■ **Task requirements**: Which lines of the listing hold the string "Target"? Show each of them.

■ **Data excerpts**:
- - - - -
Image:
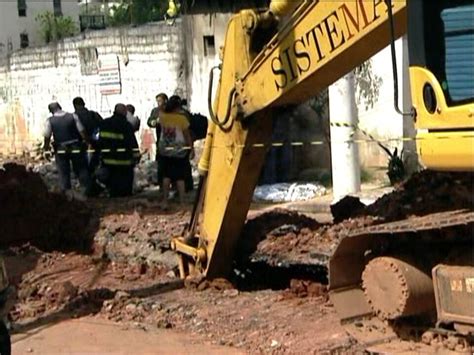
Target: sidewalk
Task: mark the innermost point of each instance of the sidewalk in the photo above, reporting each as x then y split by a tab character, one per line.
93	336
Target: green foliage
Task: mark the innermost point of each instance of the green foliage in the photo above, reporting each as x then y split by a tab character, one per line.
367	85
54	28
136	12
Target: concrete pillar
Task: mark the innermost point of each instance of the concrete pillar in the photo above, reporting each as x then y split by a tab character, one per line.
410	155
344	152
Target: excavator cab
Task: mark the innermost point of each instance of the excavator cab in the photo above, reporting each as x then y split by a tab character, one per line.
389	278
441	55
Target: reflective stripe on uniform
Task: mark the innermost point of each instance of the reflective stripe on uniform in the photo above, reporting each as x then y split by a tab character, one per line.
112	135
118	162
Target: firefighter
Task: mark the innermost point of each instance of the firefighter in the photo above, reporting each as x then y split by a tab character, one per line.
119	153
69	146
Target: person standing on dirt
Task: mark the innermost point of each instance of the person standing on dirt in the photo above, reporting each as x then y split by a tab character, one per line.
90	121
175	147
154	122
119	153
69	146
132	118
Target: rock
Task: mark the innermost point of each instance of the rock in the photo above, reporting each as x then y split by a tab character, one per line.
121	295
68	291
131	308
348	207
231	293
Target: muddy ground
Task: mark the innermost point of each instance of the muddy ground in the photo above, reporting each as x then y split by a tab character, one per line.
111	259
- - - - -
■ **Completed task**:
Target: sidewalk
Target: green foliage
Target: concrete pillar
Target: excavator cab
Target: reflective stripe on uniform
Target: firefighter
Target: person standing on dirt
Target: rock
Target: muddy ground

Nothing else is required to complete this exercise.